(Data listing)
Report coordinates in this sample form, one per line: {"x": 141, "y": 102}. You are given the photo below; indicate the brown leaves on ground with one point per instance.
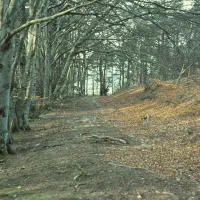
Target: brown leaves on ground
{"x": 171, "y": 137}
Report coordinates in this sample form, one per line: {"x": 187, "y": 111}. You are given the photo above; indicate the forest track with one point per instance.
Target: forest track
{"x": 65, "y": 156}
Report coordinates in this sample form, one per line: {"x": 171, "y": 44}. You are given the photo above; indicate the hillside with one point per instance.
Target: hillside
{"x": 133, "y": 145}
{"x": 171, "y": 135}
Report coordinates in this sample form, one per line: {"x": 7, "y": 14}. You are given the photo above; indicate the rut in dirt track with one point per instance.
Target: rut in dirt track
{"x": 65, "y": 153}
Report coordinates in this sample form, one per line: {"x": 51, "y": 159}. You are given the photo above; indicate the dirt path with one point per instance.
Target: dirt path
{"x": 64, "y": 157}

▶ _WORK TO COMPLETE_
Copy every entry above line for line without changing anything, and leave out the picture.

▶ _EXPECTED ANSWER_
Report coordinates in this sample form, one per line: {"x": 141, "y": 102}. You are given the photo below; indicate the brown leaves on ground with one point per instance.
Target: brown leaves on ground
{"x": 171, "y": 137}
Report coordinates in this sample form, one per line: {"x": 187, "y": 111}. You are given the photo above; indicate the forest track with one point per instance.
Target: forest track
{"x": 65, "y": 156}
Report coordinates in this sample form, one per line: {"x": 171, "y": 44}. You are given the photo above; indicate the hillside with one point per instance.
Target: hillside
{"x": 133, "y": 145}
{"x": 171, "y": 135}
Report coordinates in this sample form, one per line: {"x": 7, "y": 14}. You are given the photo above; indicate the rut in dirt track with one point per instance.
Target: rut in dirt track
{"x": 65, "y": 153}
Report coordinates in this sample form, one per line: {"x": 51, "y": 159}. You are given the photo above; indicate the dirt path with one point per instance.
Target: dirt path
{"x": 64, "y": 157}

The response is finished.